# Material supplied start

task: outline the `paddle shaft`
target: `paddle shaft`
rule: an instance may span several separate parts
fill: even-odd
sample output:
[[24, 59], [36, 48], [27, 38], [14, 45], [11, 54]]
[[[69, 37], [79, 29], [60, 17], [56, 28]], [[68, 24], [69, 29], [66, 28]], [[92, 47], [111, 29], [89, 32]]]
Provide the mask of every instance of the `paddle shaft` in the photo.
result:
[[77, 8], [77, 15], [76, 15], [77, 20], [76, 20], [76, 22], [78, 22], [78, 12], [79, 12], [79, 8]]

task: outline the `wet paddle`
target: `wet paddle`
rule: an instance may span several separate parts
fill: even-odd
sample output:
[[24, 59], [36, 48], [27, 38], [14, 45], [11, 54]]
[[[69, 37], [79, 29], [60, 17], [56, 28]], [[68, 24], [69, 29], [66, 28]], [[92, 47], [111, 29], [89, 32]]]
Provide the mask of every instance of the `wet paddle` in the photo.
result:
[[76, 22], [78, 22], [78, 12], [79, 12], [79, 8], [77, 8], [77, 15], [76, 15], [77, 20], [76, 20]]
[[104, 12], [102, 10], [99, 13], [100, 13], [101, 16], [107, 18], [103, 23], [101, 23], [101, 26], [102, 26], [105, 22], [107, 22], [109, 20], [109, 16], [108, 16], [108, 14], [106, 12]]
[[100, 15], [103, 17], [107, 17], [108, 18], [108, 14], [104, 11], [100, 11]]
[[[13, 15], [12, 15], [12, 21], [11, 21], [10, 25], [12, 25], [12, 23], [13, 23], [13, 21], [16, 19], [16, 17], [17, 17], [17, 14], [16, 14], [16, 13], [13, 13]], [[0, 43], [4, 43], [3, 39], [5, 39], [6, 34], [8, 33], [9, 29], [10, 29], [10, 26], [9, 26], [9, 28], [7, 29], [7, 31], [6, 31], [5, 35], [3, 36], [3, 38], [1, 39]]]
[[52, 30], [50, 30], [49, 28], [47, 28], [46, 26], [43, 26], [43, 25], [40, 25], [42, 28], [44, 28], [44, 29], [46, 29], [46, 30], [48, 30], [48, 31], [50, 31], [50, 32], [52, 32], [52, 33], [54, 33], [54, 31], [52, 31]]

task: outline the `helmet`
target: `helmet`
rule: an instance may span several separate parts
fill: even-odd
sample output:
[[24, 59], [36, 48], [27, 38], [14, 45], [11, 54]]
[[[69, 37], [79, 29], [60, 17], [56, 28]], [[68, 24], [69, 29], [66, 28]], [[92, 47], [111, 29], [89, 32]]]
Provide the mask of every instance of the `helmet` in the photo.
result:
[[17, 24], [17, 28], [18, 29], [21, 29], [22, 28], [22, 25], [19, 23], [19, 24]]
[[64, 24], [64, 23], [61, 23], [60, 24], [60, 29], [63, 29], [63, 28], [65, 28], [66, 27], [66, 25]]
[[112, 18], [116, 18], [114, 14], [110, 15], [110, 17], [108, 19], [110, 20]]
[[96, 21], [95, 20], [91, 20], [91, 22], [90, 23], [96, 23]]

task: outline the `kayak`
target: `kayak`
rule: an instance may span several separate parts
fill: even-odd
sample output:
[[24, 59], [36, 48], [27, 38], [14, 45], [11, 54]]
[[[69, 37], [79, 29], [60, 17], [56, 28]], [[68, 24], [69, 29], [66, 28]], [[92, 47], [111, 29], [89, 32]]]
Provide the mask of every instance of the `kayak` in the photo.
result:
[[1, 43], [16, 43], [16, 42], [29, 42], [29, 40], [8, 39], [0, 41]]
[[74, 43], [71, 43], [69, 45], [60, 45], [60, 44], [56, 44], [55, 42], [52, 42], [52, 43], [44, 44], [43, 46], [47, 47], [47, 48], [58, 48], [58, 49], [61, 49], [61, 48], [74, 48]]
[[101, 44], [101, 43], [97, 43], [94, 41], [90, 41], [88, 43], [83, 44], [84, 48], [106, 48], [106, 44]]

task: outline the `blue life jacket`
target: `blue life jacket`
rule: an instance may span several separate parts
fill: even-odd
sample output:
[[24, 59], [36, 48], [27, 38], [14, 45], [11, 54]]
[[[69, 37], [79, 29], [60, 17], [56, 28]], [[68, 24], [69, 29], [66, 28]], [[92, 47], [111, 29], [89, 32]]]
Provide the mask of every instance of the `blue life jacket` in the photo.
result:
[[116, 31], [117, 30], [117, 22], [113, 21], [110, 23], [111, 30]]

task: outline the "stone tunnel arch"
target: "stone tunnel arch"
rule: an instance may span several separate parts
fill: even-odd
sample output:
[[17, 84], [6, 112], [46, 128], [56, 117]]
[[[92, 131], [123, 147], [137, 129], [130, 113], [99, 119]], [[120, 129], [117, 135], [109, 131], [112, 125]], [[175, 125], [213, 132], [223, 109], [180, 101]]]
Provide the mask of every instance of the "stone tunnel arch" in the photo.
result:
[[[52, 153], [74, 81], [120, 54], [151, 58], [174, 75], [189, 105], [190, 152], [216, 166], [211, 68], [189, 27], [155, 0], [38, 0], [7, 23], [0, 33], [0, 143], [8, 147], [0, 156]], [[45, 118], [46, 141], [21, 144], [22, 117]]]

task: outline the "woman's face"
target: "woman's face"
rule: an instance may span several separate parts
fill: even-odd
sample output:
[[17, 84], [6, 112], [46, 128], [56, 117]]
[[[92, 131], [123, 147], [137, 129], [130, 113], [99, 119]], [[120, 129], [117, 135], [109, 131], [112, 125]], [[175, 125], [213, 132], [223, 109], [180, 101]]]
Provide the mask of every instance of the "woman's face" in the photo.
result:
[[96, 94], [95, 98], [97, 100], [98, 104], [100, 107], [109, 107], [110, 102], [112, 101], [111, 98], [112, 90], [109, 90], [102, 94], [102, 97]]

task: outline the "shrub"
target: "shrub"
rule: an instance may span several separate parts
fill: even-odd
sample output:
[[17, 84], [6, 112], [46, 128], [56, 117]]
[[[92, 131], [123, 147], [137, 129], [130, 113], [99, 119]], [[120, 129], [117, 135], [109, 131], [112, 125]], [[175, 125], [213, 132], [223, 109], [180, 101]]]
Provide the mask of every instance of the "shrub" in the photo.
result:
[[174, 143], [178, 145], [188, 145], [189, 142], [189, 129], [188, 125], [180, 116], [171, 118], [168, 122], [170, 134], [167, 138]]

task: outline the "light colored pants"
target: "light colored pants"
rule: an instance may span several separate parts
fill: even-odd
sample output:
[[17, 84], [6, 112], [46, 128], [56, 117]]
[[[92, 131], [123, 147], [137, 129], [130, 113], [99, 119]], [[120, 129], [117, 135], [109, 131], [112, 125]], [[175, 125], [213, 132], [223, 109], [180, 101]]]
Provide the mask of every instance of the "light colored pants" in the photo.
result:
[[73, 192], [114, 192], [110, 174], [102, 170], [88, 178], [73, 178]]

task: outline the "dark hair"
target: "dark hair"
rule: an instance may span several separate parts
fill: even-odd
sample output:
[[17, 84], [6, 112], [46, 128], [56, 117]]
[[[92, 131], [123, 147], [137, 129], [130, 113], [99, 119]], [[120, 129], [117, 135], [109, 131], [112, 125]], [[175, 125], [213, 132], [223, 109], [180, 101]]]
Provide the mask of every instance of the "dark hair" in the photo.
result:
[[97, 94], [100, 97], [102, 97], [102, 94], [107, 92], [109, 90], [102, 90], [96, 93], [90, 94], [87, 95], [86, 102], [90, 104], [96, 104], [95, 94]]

# Material supplied end

(Task objective)
Pick out every line of the records above that contains the word "stone", and copy each one.

(Written response)
task: outline the "stone tunnel arch"
target: "stone tunnel arch"
Provide the mask of every instance of the "stone tunnel arch" in the photo.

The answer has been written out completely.